= What you should do =
Reproduce every line of the material from its start through the line containing "[[[11,46],[13,45],[13,38],[10,37],[0,37],[1,46]]]", both ends included, keeping the requests unchanged. In the answers only, add 98 to every coordinate, leaving the requests and their format samples as they are.

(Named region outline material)
===============

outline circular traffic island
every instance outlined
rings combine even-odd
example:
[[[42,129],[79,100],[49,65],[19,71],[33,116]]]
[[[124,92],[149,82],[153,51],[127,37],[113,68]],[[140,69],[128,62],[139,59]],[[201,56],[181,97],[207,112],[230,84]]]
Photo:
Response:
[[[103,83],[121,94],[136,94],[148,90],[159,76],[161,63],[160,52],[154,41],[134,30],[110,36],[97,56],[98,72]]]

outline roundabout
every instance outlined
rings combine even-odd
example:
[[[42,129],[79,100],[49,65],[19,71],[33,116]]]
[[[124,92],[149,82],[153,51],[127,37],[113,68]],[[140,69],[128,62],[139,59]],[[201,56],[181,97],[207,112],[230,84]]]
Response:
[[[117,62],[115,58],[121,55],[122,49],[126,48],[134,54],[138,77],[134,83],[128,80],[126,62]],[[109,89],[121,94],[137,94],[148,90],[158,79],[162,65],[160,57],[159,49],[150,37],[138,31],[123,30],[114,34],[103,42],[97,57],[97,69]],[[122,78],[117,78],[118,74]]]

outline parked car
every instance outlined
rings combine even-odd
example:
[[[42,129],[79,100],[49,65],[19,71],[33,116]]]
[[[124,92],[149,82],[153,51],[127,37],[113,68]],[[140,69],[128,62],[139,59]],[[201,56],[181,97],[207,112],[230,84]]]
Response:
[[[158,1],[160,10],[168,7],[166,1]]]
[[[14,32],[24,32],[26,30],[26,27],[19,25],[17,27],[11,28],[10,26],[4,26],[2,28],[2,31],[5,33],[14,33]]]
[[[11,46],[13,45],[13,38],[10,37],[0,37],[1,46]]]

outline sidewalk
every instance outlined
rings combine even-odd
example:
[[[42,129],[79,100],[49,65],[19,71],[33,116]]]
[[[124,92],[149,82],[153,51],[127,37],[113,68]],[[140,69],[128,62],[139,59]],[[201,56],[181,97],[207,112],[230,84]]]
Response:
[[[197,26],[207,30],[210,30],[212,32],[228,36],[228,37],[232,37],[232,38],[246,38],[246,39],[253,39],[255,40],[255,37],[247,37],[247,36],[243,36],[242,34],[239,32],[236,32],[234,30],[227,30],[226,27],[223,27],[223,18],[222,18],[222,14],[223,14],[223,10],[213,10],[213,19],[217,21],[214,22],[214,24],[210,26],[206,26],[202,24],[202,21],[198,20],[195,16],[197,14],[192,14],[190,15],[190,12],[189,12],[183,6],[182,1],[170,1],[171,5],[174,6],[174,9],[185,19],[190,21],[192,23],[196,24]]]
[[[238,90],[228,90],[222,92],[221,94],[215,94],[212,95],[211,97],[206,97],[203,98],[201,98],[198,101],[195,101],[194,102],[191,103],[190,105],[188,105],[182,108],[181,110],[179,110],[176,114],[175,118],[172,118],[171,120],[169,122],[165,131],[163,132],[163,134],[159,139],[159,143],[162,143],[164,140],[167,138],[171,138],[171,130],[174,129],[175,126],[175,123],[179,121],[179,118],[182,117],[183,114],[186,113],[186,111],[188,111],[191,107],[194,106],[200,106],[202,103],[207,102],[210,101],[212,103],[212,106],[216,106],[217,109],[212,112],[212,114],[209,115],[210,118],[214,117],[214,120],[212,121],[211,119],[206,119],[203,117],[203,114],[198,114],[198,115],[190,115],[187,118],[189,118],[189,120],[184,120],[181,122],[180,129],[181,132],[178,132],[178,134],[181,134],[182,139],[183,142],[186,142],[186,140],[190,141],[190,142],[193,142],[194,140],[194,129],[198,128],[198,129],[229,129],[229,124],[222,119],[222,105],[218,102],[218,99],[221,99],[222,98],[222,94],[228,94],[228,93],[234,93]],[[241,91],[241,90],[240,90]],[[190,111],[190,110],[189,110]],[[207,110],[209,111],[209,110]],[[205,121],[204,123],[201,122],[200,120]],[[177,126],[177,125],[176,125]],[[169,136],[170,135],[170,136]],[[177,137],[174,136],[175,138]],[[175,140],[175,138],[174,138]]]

===============

= Solution to the exercise =
outline circular traffic island
every instance outlined
rings combine even-odd
example:
[[[42,129],[79,100],[49,65],[19,71],[33,116]]]
[[[124,92],[149,82],[153,51],[127,37],[113,68]],[[140,69],[128,62],[139,59]],[[201,56],[181,97],[207,112],[230,84]]]
Photo:
Response:
[[[201,181],[219,192],[234,192],[246,188],[257,174],[259,161],[258,150],[252,139],[232,128],[208,134],[195,154],[196,170]]]

outline roundabout
every instance outlined
rings combine even-odd
example:
[[[42,129],[79,100],[49,65],[19,71],[33,116]]]
[[[124,92],[149,82],[153,51],[127,37],[113,68]],[[140,69],[128,62],[139,59]],[[201,56],[181,97],[207,112],[230,84]]]
Response:
[[[215,160],[213,156],[219,153],[220,147],[224,146],[232,152],[236,175],[232,181],[226,178],[224,160]],[[207,187],[219,192],[235,192],[246,188],[256,177],[260,163],[258,155],[257,147],[248,135],[236,129],[221,128],[212,132],[201,140],[195,155],[195,167]],[[220,176],[215,176],[216,172]]]

outline parked car
every instance outlined
rings combine even-odd
example:
[[[42,129],[79,100],[49,65],[19,71],[33,116]]]
[[[124,92],[149,82],[153,51],[127,37],[113,68]],[[140,69],[128,62],[139,59]],[[201,56],[181,97],[207,112],[230,84]]]
Response:
[[[256,99],[258,108],[266,105],[264,99]]]
[[[112,130],[122,130],[124,128],[124,125],[117,123],[115,125],[109,126],[108,124],[102,124],[100,126],[100,129],[103,131],[112,131]]]
[[[109,144],[111,143],[111,136],[108,135],[98,135],[99,144]]]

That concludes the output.